Every hash function with more inputs than outputs will necessarily have collisions. Consider a hash function such as SHA256 that produces 256 bits of output from an arbitrarily large input. Since it must generate one of 2²⁵⁶ outputs for each member of a much larger set of inputs, the pigeonhole principle guarantees that some inputs will hash to the same output. Collision resistance doesn't mean that no collisions exist; simply that they are hard to find.

The birthday "paradox" places an upper bound on collision resistance: if a hash function produces N bits of output, an attacker can find a collision (on average) by performing "only" 2^{N / 2} hash operations until two outputs happen to match. If there is an easier method than this brute force attack, it is typically considered a flaw in the hash function.

Cryptographic hash functions in general use today are designed to be collision resistant, but none is absolutely so. MD5 and SHA-1 in particular both have published techniques simpler than brute force for finding collisions.

Collision resistance is desirable for several reasons.

• In some digital signature systems, a party attests to a document by publishing a public key signature on a hash of the document. If it is possible to produce two documents with the same hash, an attacker could get a party to attest to one, and then claim that the party had attested to the other.

DATASET CONTENT:
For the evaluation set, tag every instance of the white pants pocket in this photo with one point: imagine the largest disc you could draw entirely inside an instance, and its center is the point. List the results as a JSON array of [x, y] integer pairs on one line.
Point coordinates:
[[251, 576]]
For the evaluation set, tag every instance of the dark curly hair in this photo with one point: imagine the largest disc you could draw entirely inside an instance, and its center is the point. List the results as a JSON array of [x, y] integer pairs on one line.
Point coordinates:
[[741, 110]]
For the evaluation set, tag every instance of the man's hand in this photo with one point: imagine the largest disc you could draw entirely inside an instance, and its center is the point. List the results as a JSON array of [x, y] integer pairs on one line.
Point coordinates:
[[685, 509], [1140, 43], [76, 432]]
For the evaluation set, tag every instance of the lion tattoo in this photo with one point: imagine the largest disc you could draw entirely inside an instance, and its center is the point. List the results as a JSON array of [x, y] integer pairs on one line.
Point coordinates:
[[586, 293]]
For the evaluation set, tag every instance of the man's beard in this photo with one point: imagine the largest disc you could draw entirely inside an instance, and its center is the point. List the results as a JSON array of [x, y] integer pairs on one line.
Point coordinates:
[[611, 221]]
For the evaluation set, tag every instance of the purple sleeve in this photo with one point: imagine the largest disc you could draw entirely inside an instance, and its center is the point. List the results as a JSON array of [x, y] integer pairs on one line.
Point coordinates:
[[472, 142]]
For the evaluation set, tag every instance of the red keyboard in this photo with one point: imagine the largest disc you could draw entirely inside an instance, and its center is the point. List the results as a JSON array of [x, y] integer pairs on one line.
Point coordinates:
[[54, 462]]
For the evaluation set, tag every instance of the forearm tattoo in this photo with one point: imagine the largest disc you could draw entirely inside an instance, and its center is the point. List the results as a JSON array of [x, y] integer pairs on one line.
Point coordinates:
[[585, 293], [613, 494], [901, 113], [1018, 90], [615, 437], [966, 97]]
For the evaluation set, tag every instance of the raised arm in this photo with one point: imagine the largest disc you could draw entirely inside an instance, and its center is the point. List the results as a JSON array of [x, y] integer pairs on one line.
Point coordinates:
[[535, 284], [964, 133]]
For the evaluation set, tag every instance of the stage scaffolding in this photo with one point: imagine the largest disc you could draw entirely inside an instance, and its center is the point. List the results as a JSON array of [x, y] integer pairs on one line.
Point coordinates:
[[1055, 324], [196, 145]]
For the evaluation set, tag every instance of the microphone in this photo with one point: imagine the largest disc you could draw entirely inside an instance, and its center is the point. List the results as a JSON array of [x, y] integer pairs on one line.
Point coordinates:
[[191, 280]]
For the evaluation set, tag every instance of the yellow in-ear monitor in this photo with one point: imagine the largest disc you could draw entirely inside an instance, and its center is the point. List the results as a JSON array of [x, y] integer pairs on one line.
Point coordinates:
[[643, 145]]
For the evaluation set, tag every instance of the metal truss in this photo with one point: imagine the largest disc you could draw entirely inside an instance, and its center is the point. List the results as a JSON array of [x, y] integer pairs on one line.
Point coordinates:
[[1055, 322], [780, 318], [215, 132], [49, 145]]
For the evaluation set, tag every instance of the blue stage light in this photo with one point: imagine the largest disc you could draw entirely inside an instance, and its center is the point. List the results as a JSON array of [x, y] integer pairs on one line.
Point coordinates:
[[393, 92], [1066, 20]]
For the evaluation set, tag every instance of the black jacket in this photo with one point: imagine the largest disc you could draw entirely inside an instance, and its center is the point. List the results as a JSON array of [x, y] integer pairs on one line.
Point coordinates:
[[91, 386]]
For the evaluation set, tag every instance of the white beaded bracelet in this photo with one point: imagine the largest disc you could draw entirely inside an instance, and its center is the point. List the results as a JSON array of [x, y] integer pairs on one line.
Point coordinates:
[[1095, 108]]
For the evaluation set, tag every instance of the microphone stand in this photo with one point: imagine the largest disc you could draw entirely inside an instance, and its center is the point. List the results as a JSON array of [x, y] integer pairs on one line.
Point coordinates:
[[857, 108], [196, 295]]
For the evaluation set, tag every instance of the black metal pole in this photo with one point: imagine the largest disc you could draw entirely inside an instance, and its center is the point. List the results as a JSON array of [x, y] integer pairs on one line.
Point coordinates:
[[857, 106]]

---

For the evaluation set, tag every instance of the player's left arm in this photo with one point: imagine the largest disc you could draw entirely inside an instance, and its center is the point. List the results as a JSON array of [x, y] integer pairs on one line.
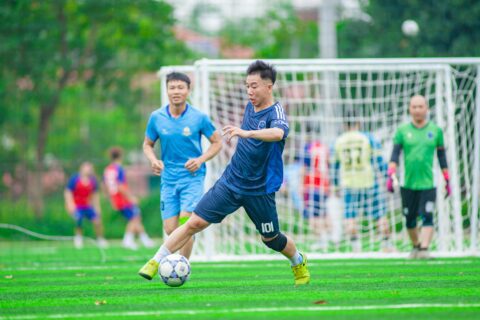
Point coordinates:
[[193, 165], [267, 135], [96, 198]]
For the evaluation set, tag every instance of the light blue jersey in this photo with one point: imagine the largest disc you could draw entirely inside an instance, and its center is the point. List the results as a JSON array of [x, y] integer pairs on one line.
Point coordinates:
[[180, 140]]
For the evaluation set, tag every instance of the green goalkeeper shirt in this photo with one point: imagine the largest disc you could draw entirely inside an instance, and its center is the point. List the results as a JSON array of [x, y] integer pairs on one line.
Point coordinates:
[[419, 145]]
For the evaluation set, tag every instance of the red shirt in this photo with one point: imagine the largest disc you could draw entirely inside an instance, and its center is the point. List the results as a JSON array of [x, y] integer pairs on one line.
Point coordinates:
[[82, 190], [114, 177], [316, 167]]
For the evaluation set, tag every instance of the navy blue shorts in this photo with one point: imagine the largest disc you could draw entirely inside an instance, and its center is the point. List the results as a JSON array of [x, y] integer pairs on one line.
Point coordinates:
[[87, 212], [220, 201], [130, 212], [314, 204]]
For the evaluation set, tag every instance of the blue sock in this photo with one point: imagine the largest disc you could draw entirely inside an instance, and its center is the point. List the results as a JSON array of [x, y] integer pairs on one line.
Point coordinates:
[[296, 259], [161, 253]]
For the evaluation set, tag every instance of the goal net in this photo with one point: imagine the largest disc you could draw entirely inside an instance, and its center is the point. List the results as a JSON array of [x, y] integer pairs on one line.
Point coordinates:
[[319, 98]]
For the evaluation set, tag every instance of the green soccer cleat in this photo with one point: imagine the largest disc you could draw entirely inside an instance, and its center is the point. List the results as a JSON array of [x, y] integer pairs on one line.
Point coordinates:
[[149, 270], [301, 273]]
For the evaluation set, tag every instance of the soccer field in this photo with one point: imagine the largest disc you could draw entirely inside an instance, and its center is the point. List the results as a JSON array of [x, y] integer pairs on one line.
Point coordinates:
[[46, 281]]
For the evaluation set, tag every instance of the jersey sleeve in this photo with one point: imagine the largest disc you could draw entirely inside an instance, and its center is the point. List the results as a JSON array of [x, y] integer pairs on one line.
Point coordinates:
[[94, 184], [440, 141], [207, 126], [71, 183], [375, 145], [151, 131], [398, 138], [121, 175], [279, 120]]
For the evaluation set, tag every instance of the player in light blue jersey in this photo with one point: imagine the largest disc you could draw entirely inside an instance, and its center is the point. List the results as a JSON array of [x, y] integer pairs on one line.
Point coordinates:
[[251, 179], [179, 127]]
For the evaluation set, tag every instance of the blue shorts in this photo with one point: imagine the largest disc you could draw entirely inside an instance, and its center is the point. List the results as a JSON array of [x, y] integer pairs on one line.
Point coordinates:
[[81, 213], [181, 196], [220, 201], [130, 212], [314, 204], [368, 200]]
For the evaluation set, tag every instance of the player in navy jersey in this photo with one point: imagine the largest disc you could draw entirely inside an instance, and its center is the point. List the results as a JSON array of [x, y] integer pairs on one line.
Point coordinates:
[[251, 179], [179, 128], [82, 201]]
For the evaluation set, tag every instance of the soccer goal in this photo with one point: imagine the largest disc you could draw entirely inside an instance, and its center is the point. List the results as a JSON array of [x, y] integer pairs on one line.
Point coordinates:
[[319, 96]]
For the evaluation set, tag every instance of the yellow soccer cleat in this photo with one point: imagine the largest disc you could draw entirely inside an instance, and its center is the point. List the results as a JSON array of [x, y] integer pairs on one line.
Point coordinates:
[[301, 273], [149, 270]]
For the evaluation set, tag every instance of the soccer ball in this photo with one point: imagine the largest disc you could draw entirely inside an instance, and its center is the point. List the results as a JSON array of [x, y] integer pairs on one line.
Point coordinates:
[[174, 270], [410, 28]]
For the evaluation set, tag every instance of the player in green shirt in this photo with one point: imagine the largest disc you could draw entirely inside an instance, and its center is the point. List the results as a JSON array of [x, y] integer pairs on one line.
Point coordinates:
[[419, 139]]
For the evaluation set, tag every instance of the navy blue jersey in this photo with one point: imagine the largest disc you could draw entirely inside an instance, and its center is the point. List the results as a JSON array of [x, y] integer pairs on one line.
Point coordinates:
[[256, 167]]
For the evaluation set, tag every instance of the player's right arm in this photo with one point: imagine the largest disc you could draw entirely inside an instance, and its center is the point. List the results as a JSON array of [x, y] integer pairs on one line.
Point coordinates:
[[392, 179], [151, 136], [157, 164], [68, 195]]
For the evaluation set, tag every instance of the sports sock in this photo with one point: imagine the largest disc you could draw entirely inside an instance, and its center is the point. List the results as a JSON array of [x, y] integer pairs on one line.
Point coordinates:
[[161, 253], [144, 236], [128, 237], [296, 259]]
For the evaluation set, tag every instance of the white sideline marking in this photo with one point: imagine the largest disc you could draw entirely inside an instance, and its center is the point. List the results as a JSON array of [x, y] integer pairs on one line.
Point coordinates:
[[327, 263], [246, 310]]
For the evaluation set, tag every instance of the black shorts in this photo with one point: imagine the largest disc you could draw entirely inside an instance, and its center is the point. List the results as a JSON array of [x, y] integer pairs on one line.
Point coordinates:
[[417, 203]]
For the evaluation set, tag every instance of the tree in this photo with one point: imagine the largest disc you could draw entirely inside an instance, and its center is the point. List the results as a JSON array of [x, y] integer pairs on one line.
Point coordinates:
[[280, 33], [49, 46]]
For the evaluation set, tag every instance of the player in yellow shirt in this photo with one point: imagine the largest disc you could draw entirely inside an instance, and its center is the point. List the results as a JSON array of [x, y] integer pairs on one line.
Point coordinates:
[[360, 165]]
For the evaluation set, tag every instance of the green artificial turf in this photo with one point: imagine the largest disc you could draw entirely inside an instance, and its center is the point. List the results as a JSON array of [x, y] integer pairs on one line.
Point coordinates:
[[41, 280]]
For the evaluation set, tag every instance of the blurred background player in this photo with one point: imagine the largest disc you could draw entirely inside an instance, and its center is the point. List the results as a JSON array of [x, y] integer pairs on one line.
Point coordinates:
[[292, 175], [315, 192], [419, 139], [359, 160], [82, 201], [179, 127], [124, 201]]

WORK INSTRUCTIONS: Quote the passage on collision resistance word for word, starting with "Cryptographic hash functions" and going on through "for finding collisions.".

PROBLEM SOLUTION:
Cryptographic hash functions in general use today are designed to be collision resistant, but none is absolutely so. MD5 and SHA-1 in particular both have published techniques simpler than brute force for finding collisions.